Dataset excerpts on object pointing:

■ ■ ■

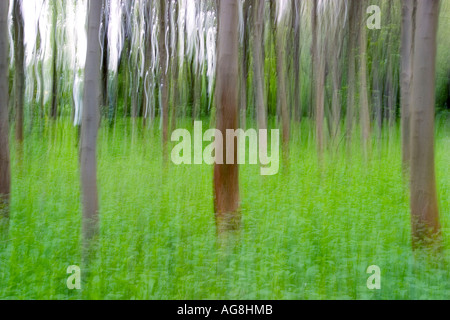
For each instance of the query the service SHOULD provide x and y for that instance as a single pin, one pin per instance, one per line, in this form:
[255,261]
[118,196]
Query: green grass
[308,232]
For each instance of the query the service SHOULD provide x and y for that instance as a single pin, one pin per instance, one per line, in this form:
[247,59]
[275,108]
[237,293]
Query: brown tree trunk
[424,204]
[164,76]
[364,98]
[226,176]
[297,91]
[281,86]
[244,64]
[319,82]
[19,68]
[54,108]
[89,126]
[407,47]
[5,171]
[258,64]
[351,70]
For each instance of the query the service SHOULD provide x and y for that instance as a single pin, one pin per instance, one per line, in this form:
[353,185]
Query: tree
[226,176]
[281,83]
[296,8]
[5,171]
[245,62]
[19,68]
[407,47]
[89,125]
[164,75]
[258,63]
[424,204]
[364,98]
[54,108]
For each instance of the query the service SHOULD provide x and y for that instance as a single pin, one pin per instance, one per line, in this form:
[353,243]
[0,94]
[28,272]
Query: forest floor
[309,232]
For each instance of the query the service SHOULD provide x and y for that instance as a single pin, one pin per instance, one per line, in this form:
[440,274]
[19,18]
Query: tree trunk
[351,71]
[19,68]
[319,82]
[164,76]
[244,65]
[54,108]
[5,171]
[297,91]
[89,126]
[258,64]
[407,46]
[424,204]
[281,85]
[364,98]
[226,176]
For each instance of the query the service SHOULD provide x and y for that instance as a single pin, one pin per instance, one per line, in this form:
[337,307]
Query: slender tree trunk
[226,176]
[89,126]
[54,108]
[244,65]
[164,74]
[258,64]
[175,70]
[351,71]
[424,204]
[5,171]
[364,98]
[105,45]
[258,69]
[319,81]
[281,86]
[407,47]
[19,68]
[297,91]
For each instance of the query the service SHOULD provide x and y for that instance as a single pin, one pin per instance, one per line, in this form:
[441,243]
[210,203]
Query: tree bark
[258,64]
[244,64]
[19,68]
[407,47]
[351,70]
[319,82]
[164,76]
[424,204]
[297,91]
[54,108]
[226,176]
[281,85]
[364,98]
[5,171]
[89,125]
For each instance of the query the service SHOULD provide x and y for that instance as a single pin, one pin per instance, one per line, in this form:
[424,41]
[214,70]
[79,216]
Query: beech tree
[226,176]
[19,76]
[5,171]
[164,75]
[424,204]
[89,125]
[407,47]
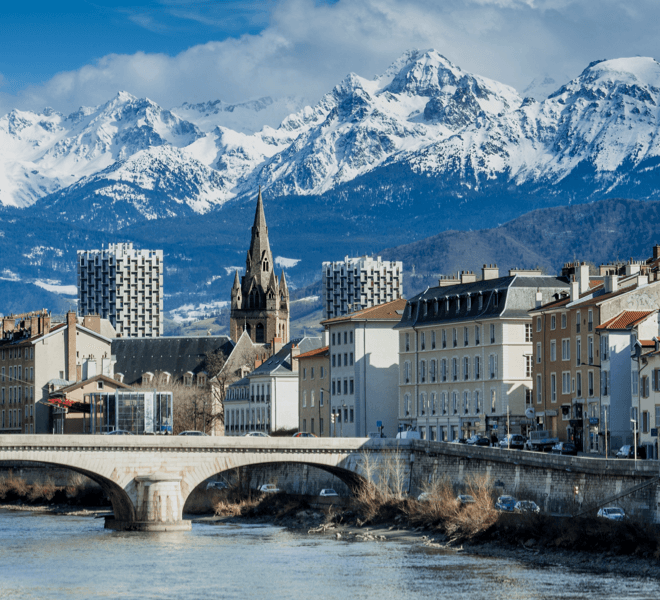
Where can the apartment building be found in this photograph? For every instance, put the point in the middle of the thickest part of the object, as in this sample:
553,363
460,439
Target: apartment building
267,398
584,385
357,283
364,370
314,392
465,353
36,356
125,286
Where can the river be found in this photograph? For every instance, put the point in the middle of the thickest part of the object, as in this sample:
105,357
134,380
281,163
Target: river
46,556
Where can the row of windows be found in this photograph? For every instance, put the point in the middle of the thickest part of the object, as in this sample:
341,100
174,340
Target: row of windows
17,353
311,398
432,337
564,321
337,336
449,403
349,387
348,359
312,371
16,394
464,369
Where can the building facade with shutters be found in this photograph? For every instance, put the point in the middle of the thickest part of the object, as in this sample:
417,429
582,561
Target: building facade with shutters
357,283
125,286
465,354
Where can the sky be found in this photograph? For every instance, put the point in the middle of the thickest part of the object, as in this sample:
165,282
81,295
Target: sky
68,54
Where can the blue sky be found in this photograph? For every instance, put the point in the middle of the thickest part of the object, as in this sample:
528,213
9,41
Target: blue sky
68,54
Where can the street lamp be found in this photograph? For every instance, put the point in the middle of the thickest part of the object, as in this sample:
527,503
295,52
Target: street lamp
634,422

■ ■ ■

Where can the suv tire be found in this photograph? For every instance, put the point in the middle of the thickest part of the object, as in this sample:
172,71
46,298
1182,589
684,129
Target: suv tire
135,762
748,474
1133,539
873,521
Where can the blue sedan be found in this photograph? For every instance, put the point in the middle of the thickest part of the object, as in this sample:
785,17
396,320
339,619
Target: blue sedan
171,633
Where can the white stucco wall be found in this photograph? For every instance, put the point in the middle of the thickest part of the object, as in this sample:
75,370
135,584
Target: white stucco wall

■ ■ ■

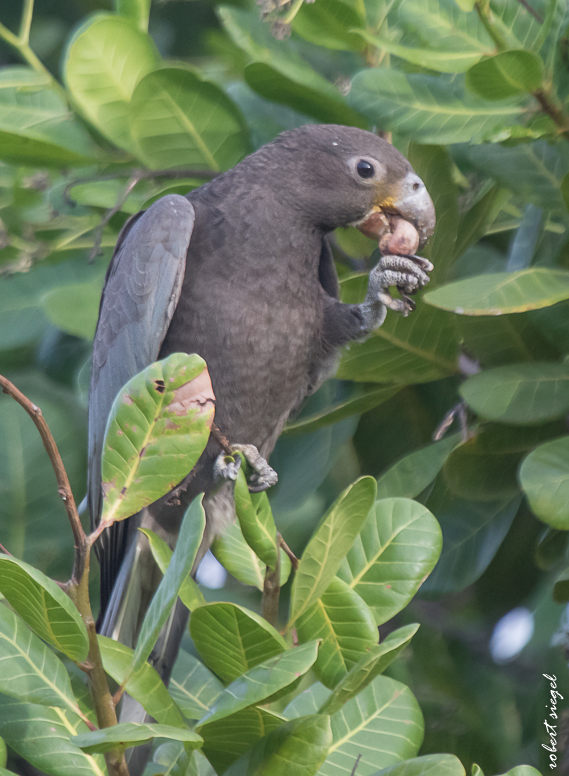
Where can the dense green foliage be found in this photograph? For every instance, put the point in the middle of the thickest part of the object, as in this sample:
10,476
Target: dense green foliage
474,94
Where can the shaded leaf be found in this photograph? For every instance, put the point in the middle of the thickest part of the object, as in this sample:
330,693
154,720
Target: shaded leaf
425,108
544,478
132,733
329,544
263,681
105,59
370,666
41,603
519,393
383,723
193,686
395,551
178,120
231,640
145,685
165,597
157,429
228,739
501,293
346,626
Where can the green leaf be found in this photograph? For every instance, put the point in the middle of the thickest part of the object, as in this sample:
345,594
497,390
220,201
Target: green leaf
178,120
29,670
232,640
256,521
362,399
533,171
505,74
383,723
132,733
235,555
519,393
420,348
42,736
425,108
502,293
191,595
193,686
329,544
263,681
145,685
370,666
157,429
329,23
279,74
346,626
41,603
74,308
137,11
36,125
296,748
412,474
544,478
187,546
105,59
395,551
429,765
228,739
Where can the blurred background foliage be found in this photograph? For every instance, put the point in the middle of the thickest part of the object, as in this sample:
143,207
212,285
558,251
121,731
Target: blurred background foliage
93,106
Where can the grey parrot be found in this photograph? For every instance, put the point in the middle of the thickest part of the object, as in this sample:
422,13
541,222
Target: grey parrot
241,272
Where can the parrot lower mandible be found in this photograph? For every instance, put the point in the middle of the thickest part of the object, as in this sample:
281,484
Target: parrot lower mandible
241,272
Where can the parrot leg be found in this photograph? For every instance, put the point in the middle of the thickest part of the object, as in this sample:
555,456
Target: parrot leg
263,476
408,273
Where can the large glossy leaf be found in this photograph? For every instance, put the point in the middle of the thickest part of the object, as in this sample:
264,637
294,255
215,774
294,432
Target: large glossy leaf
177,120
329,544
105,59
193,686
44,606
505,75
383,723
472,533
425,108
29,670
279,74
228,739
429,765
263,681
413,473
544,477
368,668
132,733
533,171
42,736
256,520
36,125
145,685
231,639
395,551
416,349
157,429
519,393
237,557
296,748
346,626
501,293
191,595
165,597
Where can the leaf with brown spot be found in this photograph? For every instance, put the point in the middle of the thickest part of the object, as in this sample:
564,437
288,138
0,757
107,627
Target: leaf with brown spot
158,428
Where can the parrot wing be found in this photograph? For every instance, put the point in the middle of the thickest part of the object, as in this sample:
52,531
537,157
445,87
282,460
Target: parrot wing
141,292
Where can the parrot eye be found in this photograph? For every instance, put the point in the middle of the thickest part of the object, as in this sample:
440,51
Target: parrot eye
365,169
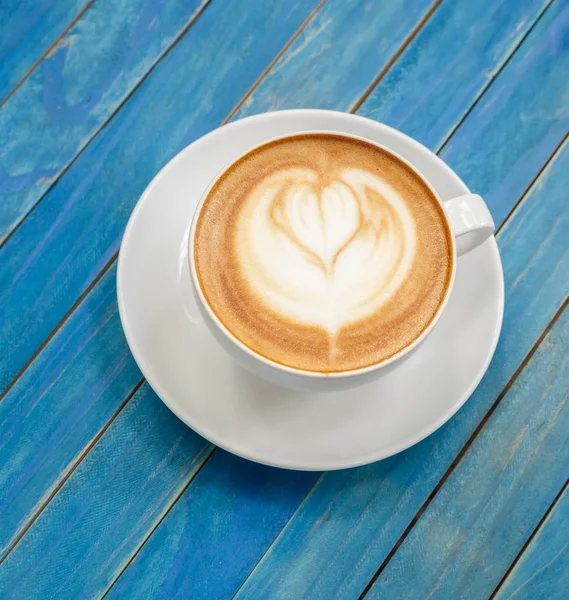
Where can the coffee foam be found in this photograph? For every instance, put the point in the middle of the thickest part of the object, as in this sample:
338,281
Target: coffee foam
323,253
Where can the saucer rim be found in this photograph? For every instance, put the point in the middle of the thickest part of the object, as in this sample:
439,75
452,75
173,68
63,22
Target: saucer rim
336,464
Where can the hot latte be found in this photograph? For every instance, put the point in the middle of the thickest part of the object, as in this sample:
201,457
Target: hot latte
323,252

■ ■ ■

--- Exercise prompt ---
Show every line of the items above that contains the string "trunk". Case counts.

--- Task output ---
Query: brown tree trunk
Query: tree trunk
Query: slender tree trunk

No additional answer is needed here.